» Selected excerpt:
Which technology will be the next to go?

diduknowthat

formerly liuliuboy
I personally think the next technology to go will be chalk boards. They are on the way out anyway. Either that, or OHV engines (I'm keeping mine as long as there are peanuts to power it).
There's still nothing out there that's as cheap and convenient than chalk boards. Whiteboards are great but they don't write as well as chalkboards. Smartboards are great but they're way too expensive.

you contridict yourself. Your downloading updates from the cloud, yet say cloud access is not available to those with slow internet. You can get the cloud with 56k RJ11.
Yeah but who's going to use cloud storage with 56k internet? It'll take forever to upload and download files with that speed.


I say pay phones are all going to disappear for good by the end of this decade.

Land line phones, I think, will remain in businesses for the time being, but not so much for residential customers.

This is probably still a long ways off, but I think digital broadcasting will eventually replace the FM radio.

I haven't seen a pay phone in Boston for years. Are they still around in the US?
 

wolfeking

banned
There's still nothing out there that's as cheap and convenient than chalk boards. Whiteboards are great but they don't write as well as chalkboards. Smartboards are great but they're way too expensive.



I haven't seen a pay phone in Boston for years. Are they still around in the US?
Eh, All of the schools I have been to have already switched over to smartboards and whiteboards. Except for Dr. Alvin Bowen. He has a roll about chalk board at the front of his room for all of his math. And he writes with his right hand while erasing with the left.

» Data records:

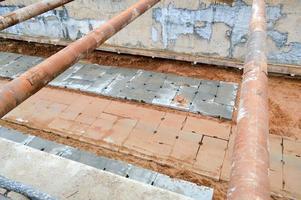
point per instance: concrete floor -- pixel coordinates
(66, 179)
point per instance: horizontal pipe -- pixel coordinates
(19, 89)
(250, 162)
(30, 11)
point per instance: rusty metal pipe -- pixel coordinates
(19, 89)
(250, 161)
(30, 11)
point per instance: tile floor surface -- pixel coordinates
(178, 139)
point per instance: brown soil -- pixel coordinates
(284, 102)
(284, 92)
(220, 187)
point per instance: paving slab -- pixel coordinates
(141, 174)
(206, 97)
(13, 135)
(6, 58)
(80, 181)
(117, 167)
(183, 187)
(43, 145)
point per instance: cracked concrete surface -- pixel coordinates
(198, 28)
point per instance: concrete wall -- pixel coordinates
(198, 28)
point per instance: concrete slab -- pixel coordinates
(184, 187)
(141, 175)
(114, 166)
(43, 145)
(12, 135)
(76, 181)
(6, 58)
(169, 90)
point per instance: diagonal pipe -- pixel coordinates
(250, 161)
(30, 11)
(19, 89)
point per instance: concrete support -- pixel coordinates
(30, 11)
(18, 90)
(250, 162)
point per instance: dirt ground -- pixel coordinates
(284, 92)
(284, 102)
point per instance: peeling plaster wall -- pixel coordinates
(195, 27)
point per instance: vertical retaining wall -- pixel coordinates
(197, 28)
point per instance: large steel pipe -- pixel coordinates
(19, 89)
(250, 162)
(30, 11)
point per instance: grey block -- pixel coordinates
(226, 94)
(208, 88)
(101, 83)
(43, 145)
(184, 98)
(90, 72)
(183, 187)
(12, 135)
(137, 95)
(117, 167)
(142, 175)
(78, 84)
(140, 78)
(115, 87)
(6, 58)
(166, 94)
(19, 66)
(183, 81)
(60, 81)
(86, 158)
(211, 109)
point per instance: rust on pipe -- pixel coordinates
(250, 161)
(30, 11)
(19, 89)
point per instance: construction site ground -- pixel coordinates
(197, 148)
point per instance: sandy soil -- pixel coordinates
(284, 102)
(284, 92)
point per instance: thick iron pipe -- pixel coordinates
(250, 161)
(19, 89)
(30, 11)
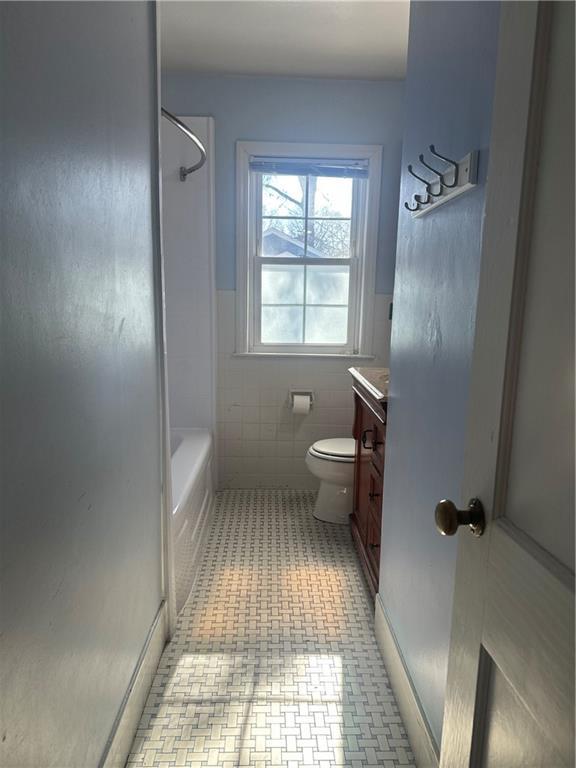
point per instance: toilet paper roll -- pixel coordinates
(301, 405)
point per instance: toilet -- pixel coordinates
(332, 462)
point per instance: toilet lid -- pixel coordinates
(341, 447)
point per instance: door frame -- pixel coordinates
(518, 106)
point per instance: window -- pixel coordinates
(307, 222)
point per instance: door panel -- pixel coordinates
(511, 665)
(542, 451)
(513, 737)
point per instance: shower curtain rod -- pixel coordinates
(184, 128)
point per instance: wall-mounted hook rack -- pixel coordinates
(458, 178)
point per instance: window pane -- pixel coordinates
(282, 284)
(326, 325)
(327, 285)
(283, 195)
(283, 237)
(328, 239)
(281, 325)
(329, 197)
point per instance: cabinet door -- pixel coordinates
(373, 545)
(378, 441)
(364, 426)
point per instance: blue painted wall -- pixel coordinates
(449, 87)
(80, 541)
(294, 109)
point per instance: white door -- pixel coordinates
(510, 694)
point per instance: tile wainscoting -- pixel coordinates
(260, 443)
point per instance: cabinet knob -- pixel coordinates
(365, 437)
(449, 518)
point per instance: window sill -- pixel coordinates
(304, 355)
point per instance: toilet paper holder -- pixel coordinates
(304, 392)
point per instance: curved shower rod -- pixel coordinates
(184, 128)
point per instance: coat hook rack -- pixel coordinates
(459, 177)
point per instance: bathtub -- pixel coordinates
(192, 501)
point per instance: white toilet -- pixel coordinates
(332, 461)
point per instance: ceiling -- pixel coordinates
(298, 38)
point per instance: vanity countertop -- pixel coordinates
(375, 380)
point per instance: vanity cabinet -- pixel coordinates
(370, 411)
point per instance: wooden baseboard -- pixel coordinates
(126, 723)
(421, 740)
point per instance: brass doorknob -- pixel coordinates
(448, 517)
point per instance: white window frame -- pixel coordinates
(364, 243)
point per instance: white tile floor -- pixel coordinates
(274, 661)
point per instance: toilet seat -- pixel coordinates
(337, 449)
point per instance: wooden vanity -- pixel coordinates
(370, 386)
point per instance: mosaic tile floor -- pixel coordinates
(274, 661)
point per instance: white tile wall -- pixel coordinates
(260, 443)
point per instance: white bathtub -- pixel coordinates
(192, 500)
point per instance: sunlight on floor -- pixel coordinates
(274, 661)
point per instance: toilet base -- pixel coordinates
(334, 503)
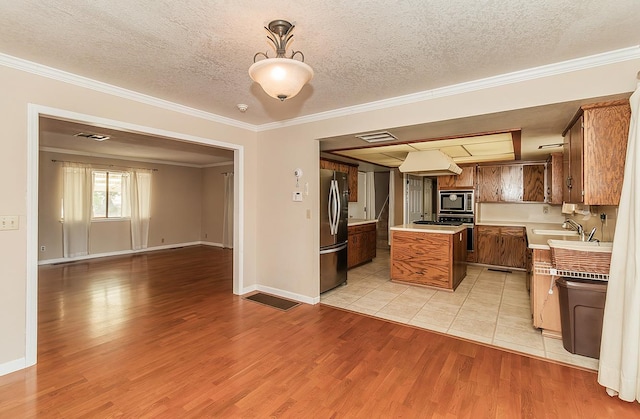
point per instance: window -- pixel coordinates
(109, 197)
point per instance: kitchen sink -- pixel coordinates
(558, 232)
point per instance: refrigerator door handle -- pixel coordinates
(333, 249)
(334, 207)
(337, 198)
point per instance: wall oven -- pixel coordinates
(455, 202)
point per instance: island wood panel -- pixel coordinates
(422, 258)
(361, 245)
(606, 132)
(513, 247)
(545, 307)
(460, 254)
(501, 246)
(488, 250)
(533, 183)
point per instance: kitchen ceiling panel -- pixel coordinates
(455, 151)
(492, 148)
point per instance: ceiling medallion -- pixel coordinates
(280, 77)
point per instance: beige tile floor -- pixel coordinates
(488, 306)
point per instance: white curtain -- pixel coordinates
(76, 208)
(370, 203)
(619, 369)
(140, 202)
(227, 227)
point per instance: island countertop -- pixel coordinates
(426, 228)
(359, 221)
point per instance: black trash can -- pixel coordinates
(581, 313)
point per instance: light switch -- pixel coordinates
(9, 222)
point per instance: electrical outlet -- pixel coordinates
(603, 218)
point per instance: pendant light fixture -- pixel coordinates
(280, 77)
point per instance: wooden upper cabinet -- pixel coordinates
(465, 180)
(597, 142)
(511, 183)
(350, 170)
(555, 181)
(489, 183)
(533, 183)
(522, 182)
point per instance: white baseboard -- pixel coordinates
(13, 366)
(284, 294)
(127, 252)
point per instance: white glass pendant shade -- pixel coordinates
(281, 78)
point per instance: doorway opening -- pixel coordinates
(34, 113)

» Written problem: Carry on the forum discussion above about which technology will be the next to go, beginning right after its last post.

» Reply to the exercise:
Yes. There are payphones here. One in walmart, one outside Kmart, and one, IIRC, at the exxon on ayersville rd.
 

diduknowthat

formerly liuliuboy
Eh, All of the schools I have been to have already switched over to smartboards and whiteboards. Except for Dr. Alvin Bowen. He has a roll about chalk board at the front of his room for all of his math. And he writes with his right hand while erasing with the left.


Yes. There are payphones here. One in walmart, one outside Kmart, and one, IIRC, at the exxon on ayersville rd.

Yeah almost all science and math teachers prefer whiteboards. All classrooms in the engineering building at Tufts University uses black boards.
 

wolfeking

banned
I think i was clearer. Bowen has a blackboard and he teaches math. Algebra 2 and calculus.

either way, I think most primary schools, at least in this area are on whiteboards at a bare minimum.
 

CrazyMike

New Member
Here, there are very VERY few chalkboards. In fact i can't remember the last time i seen one. Almost all schools and other institutions are using whiteboards. Our Schools here are now implementing smart boards.

I haven't seen a pay phone on the streets in years. Do see them in malls though.
 

Ankur

Active Member
Well yeah. . in my city also teachers are only using smart boards and projectors to teach. I think it is good enough. But I think nothing beats the back boards.
 
I taught several years ago and...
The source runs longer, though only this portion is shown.